Written request 1:
Answer these from the Troybilt carburetor thread:
(a) About how long after shutdown did fuel seep from the carb throat?
(b) Besides the float bowl vent, what two things did 30yearTech say to check?
(c) What did duffer72 suggest putting in if all else fails?
Written request 2:
Reproduce, word for word, everything in the Troybilt carburetor thread from "if all else" down to "until it dies.".

Supplied passage:

------------------------------------------------------------------------

# Troybilt/Tecumseh HH60-105101F Rotortiller Carb Issues



## woofy (Aug 16, 2011)

Hi all, I'm live in northern Wisconsin and am new to this group. I"m an aircraft mechanic by trade and am an all-around diy'er. I just spent 14 months in Afghanistan (supporting our troops) and am decompressing and considering retirement. 
Present issue is with a late 60's-early 70's Troybilt rotortiller. The ole girl has been sitting for a few years but appears to be in relatively good shape. I've removed, disassemble, and cleaned the carburetor and replaced the float valve, seat, and bowl gasket. After installation, she fired off on the first pull, I played with the high and low speed needle valves and have it running better than ever. The problem, after shutting down fuel eventually seeps from the carb throat after approximately 10 to 15 minutes. My gut feeling tells me the fuel is leaking by the float valve and seat. Is there something I may be missing before I replace the seat again? 
Initially I had set the float (according to the manual) too high so I adjusted it sit parallel to bowl seal, still leaks. 
Thanks for any assistance offered.


----------



## 30yearTech (Sep 14, 2006)

Make sure that the float bowl vent is clear, if the bowl does not vent properly it can cause a flooding type condition. Also make sure that there is no fuel inside the float, and that the seat was not installed upside down.

:thumbsup::thumbsup:


----------



## woofy (Aug 16, 2011)

*HH60 Carb issue*

Thanks, I did not check the vent but, after doing some research I do believe I installed the seat incorrectly, dah. The float was checked and is fine. So it looks like I can blow out the seat and reinstall it correctly, and take it from there. Thanks Much


----------



## duffer72 (Jul 23, 2011)

if all else fails and you have room just put in an inline shut off valve, when you are finished using it shut the fuel off and let it run until it dies.


----------



## woofy (Aug 16, 2011)

*HH60 Carb*

I performed a few tasks while the carburetor was removed. I removed and reset the choke plate (it was binding, somewhat), cleaned the shaft and reinstalled the float valve seat, correctly, and reset the float level. No leaks noted after installation, engine started on first pull and no leaks noted after shutdown. Thanks guys, for all the input.


----------

------------------------------------------------------------------------

Data excerpts:

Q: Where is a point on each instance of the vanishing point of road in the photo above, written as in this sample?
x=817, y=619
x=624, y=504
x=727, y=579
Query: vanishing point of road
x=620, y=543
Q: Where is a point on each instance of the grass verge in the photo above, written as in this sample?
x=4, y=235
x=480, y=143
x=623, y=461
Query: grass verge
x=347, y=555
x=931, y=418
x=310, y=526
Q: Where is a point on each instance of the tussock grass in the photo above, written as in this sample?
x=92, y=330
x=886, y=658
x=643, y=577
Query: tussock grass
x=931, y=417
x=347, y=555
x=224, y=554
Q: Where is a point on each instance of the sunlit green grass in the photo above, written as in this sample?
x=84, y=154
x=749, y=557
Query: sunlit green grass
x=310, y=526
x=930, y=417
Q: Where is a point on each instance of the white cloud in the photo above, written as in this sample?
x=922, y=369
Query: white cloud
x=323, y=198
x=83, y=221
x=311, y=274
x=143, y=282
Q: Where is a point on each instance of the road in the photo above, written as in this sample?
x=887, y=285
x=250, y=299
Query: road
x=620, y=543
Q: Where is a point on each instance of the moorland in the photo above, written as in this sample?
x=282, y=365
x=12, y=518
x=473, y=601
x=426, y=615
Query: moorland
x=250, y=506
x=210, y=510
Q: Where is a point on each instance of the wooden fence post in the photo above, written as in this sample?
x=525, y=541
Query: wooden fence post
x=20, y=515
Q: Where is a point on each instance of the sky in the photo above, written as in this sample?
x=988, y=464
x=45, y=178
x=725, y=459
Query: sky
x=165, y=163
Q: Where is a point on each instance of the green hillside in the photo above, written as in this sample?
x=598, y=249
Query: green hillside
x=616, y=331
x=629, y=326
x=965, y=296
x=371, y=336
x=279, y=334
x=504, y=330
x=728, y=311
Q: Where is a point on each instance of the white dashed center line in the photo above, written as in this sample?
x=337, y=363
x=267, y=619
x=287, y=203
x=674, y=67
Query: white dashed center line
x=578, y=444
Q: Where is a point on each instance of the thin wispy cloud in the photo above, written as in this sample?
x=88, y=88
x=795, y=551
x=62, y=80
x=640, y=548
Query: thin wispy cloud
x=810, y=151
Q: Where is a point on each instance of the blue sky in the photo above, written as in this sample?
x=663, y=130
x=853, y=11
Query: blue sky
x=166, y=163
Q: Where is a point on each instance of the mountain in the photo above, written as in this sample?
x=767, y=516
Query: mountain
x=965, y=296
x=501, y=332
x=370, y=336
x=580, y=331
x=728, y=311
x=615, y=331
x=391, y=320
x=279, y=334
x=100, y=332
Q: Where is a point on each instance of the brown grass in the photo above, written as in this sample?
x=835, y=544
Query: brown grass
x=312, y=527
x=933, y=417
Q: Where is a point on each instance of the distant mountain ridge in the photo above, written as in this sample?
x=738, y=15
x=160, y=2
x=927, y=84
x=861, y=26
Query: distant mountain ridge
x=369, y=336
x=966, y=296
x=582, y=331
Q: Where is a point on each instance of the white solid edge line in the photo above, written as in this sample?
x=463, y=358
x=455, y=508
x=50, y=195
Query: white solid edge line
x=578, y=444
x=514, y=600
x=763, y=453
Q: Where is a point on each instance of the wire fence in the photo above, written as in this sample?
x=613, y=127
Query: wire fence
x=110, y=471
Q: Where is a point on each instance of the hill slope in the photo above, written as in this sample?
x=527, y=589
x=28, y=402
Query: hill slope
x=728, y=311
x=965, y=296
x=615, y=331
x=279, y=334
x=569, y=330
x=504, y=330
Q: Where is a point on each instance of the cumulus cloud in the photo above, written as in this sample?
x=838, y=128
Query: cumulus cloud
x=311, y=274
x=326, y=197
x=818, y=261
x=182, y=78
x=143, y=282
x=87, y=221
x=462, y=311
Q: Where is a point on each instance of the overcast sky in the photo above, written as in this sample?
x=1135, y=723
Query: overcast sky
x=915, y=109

------------------------------------------------------------------------

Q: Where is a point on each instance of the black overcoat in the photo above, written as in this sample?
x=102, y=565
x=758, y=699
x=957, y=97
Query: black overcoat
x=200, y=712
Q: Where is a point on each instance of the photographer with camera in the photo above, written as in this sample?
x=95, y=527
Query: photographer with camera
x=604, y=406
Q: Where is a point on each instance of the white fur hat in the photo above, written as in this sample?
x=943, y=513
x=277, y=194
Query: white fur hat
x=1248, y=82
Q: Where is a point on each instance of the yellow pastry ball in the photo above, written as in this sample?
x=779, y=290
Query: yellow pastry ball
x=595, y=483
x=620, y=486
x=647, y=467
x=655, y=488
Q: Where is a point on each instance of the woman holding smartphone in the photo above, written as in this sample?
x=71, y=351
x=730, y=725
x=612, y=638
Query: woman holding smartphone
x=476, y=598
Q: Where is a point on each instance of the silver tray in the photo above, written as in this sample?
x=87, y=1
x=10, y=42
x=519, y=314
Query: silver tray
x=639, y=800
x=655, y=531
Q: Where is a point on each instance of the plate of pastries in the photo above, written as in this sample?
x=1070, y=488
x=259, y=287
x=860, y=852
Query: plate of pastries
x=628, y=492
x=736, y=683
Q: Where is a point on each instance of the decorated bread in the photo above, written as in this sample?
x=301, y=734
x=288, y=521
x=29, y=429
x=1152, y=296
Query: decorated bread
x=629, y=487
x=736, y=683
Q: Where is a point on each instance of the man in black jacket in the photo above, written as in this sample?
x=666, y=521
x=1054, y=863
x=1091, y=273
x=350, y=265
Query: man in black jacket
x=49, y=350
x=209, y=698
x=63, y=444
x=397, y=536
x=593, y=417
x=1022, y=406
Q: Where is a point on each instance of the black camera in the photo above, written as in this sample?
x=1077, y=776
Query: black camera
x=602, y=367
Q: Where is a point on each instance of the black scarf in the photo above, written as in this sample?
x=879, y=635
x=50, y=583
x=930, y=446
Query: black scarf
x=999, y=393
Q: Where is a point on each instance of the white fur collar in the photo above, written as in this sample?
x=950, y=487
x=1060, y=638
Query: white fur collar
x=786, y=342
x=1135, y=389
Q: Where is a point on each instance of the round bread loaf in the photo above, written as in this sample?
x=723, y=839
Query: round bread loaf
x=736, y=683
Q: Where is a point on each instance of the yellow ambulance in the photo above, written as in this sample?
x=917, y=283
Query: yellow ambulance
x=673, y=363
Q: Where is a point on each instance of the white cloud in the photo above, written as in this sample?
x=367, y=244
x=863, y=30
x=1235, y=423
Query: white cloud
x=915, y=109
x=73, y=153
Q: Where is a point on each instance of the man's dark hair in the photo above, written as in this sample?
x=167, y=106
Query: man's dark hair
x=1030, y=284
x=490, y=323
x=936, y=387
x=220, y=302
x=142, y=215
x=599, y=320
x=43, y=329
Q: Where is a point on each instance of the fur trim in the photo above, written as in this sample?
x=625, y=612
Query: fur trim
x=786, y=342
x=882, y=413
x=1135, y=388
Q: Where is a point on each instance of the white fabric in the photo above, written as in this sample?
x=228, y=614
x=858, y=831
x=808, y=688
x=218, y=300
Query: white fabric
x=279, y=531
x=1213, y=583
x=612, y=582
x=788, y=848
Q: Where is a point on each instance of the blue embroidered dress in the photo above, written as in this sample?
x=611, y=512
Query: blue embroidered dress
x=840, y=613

------------------------------------------------------------------------

Full response 1:
(a) Approximately 10 to 15 minutes.
(b) That there is no fuel inside the float, and that the seat was not installed upside down.
(c) An inline shut off valve.

Full response 2:
if all else fails and you have room just put in an inline shut off valve, when you are finished using it shut the fuel off and let it run until it dies.